======== Records for this exercise ========

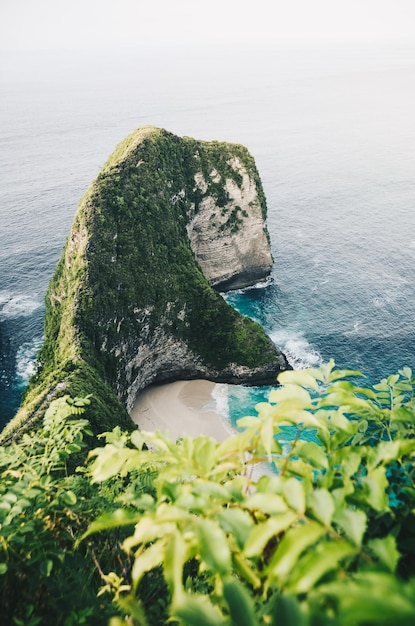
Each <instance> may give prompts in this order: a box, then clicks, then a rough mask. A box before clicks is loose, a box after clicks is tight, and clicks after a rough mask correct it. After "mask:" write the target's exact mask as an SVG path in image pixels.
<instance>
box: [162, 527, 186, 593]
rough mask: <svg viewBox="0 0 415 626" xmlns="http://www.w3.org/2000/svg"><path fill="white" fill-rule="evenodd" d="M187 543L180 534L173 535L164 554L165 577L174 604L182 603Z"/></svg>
mask: <svg viewBox="0 0 415 626" xmlns="http://www.w3.org/2000/svg"><path fill="white" fill-rule="evenodd" d="M187 552H188V550H187V546H186V542H185V540H184V538H183V536H182V534H181V533H180V532H175V533H173V534H172V535H171V536H170V537H169V540H168V543H167V546H166V550H165V554H164V576H165V579H166V582H167V584H168V586H169V589H170V592H171V594H172V602H173V604H175V603H176V602H180V599H181V597H182V595H183V593H184V590H183V567H184V563H185V561H186V559H187Z"/></svg>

========

▸ Exercise goal
Since the pictures don't belong in the copy, copy only the rest of the entries above exactly.

▸ Task answer
Each <instance> may give prompts in this order: a box, then clicks, then a rough mask. A box before clicks is loose, a box after clicks is tight, and clicks after a rough mask correct it. After "mask:" write the target's exact mask as an SVG path in image pixels.
<instance>
box: [162, 527, 186, 593]
rough mask: <svg viewBox="0 0 415 626" xmlns="http://www.w3.org/2000/svg"><path fill="white" fill-rule="evenodd" d="M187 543L180 534L173 535L164 554L165 577L174 604L182 603Z"/></svg>
mask: <svg viewBox="0 0 415 626" xmlns="http://www.w3.org/2000/svg"><path fill="white" fill-rule="evenodd" d="M187 552H188V550H187V546H186V542H185V540H184V538H183V536H182V534H181V533H180V532H175V533H173V534H172V535H171V536H170V537H169V540H168V543H167V546H166V550H165V554H164V576H165V579H166V582H167V584H168V586H169V589H170V592H171V594H172V602H173V604H175V603H176V602H180V599H181V597H182V595H183V593H184V590H183V567H184V563H185V561H186V559H187Z"/></svg>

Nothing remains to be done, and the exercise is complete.